Challenge:
Please reproduce the data from its first line through the line containing "point(832, 411)", inclusive, swapping "smoke trail" for "vapor trail" and leaving everything else unchanged.

***

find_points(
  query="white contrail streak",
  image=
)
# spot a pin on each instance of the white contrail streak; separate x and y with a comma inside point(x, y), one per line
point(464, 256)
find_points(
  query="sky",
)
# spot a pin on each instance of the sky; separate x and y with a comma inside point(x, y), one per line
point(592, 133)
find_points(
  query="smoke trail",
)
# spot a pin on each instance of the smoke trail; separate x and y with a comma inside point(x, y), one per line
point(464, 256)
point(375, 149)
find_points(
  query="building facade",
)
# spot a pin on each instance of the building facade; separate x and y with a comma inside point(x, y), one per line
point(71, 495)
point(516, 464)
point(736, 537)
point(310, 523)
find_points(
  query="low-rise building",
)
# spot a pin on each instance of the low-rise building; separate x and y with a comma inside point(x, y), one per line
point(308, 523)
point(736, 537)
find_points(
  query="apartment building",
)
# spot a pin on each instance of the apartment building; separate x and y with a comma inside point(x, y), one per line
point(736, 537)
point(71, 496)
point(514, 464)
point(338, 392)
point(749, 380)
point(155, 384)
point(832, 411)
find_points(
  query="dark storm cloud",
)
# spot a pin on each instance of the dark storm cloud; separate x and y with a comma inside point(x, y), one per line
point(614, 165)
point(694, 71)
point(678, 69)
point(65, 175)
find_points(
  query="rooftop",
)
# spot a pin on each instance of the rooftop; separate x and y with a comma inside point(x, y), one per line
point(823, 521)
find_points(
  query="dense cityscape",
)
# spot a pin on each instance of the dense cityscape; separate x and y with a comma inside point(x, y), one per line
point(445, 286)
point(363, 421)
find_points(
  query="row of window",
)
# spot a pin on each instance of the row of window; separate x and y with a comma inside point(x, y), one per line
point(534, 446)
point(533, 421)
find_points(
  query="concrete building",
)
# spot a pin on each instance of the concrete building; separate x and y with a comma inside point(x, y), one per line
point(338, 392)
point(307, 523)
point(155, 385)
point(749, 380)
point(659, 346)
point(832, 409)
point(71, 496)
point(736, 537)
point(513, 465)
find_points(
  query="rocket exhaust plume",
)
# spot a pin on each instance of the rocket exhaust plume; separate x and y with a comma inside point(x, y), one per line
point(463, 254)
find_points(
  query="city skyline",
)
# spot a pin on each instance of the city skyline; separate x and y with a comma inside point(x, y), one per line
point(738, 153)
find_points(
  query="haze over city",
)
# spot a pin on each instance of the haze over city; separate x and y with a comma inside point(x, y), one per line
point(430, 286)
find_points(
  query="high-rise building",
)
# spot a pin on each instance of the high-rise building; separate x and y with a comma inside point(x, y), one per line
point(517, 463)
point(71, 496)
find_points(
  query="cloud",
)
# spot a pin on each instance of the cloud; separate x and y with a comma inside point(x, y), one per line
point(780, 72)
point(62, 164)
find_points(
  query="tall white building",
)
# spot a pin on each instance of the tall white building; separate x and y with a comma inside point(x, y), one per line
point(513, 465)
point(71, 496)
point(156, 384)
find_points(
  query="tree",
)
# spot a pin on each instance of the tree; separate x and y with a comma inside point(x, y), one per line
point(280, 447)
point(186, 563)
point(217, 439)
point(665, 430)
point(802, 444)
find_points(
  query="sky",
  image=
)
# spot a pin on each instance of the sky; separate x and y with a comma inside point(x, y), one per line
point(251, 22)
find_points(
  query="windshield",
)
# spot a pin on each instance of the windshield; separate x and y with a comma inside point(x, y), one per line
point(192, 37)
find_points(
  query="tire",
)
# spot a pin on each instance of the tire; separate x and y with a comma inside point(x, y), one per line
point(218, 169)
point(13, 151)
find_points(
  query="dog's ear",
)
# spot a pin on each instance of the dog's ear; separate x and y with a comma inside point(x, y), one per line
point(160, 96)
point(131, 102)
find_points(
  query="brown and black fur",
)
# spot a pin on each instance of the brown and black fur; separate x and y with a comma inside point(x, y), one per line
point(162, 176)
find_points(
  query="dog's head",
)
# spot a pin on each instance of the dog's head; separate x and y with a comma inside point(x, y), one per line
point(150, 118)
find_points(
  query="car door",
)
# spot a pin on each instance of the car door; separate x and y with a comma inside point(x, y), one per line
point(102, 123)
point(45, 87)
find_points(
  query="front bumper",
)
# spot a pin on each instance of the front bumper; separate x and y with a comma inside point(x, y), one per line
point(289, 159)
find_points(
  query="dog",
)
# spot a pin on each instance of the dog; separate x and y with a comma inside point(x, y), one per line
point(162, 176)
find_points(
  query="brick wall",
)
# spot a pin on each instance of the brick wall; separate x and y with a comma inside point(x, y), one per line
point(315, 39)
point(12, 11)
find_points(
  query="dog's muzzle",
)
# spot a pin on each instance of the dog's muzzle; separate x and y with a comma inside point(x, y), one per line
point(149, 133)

***

Solution for this problem:
find_points(
  query="white contrail streak",
  image=
)
# spot a pin on each instance of the white contrail streak; separate x and y with a comma inside point(x, y), one per line
point(464, 256)
find_points(
  query="sky",
)
# spot a pin on each instance of the sky; separate x and y with a comma inside point(x, y), one per line
point(592, 133)
find_points(
  query="vapor trail",
)
# spot a pin on each instance of the vapor trail; separate x and y with a comma inside point(x, y), one per line
point(464, 256)
point(375, 149)
find_points(
  query="building facade",
)
# spot a pin on each instance of the building facade; separate x and y with a comma inside point(x, y), one per line
point(71, 495)
point(516, 464)
point(736, 537)
point(310, 523)
find_points(
  query="low-rise building",
)
# spot a pin on each instance of the low-rise building; separate x and y with a comma inside point(x, y), one per line
point(308, 523)
point(736, 537)
find_points(
  query="apartment building",
)
# spot a pin on each instance of the apartment building; separate x and y with a comma inside point(x, y), one per line
point(736, 537)
point(71, 496)
point(514, 464)
point(338, 392)
point(749, 380)
point(155, 384)
point(832, 411)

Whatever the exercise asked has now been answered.